**What you are asked to do**
Wherever a line in the data holds the word "below", pull that line out.

■ ■ ■

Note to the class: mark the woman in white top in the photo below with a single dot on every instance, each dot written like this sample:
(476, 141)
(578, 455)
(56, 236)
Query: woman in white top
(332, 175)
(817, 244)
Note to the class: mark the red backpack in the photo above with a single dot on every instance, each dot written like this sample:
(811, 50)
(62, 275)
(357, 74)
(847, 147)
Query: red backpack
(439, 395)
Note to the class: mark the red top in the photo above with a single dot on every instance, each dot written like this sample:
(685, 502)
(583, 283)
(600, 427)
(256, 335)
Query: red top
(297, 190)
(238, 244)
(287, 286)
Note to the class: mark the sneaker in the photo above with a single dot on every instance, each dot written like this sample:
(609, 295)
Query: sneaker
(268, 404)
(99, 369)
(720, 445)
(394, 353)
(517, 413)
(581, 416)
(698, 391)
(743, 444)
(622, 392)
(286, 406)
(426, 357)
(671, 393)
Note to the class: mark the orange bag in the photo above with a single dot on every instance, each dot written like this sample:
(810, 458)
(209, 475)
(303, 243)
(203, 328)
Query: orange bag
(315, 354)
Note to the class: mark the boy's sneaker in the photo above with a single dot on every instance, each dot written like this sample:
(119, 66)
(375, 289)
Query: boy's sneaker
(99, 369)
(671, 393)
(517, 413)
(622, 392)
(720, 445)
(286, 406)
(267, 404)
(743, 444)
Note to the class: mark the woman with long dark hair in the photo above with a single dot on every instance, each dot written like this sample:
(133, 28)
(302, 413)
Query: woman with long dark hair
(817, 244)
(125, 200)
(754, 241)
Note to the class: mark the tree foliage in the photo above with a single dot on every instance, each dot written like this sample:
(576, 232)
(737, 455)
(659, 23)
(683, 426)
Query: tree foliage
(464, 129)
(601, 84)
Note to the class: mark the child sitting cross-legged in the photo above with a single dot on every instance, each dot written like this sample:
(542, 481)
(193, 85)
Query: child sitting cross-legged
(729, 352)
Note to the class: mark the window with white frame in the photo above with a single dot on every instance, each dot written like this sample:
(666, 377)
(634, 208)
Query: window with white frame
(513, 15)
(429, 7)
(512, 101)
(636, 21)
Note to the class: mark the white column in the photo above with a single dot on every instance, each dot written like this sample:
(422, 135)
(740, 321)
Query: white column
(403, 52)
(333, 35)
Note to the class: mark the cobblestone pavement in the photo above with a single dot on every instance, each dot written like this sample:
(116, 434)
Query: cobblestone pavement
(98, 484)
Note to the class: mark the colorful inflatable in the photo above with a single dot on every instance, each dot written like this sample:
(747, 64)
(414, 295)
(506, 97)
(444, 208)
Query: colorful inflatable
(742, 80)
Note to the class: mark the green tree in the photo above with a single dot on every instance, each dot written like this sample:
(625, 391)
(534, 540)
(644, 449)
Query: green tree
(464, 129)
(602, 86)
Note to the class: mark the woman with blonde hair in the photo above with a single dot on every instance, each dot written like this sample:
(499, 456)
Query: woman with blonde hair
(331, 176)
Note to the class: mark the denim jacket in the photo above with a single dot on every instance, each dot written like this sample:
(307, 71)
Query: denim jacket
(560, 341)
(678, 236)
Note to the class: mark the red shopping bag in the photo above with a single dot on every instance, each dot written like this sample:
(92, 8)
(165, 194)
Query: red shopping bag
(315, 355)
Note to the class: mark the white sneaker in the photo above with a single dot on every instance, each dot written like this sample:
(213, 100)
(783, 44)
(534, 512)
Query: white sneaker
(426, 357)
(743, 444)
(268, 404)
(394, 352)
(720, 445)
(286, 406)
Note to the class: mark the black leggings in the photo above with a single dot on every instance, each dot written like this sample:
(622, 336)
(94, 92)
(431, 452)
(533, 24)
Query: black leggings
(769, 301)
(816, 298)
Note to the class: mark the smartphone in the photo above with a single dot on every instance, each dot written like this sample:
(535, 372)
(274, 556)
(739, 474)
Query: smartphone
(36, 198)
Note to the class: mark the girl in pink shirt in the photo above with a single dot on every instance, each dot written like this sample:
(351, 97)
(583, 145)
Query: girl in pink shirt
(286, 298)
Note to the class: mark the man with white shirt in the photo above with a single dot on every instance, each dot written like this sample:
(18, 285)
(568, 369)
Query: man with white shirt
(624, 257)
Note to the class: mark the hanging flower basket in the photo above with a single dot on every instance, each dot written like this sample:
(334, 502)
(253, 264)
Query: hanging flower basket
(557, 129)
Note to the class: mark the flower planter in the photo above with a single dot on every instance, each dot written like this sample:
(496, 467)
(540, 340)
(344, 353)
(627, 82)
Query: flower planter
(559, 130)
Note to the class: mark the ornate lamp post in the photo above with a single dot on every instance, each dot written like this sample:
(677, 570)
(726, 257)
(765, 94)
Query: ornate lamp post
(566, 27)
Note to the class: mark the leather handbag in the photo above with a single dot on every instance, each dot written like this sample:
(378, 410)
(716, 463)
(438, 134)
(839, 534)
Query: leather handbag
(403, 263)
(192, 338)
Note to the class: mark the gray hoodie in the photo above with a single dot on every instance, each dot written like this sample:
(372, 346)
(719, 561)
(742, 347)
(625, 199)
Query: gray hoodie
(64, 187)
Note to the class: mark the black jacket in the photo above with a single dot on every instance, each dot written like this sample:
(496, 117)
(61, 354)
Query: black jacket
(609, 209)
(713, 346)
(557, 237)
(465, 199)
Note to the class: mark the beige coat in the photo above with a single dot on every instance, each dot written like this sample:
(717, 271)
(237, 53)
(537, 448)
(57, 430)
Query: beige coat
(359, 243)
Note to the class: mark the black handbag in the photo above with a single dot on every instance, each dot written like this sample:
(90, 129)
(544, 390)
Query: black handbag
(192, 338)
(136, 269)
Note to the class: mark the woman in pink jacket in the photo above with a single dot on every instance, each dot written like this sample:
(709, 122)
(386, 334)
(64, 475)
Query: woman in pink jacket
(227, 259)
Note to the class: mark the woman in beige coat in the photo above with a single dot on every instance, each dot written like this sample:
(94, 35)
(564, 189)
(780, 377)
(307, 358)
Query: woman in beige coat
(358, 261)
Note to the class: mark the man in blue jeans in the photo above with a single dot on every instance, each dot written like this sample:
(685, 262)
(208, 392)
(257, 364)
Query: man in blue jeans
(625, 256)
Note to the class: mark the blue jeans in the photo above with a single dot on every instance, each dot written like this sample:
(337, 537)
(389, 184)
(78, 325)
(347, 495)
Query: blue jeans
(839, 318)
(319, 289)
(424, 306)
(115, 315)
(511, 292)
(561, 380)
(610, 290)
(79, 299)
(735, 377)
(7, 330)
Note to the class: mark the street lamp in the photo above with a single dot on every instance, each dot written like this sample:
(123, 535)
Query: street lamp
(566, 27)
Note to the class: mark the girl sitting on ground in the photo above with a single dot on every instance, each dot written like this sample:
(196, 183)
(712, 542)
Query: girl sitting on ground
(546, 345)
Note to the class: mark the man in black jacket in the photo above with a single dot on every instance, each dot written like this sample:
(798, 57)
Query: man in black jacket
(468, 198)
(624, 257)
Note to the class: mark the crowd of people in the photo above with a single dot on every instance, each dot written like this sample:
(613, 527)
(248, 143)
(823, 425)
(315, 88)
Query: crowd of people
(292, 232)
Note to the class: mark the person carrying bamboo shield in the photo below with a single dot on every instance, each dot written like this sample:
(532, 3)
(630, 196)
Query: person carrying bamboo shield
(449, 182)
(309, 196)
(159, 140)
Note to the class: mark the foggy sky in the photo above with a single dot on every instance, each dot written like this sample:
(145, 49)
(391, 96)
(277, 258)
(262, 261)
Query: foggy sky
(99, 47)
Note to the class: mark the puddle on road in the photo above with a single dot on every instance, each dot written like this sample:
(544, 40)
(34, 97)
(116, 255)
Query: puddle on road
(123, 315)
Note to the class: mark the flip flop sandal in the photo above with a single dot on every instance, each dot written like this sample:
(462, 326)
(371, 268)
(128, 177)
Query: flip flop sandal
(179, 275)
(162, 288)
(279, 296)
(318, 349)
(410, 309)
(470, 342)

■ ■ ■

**Exercise answer**
Note to the class: mark the woman in white top in the photo below with a single dot on every instance, each dot written like this sample:
Note to the class: mark the person carrying bamboo shield in the photo below with a single dot on every instance, each dot written like this sample:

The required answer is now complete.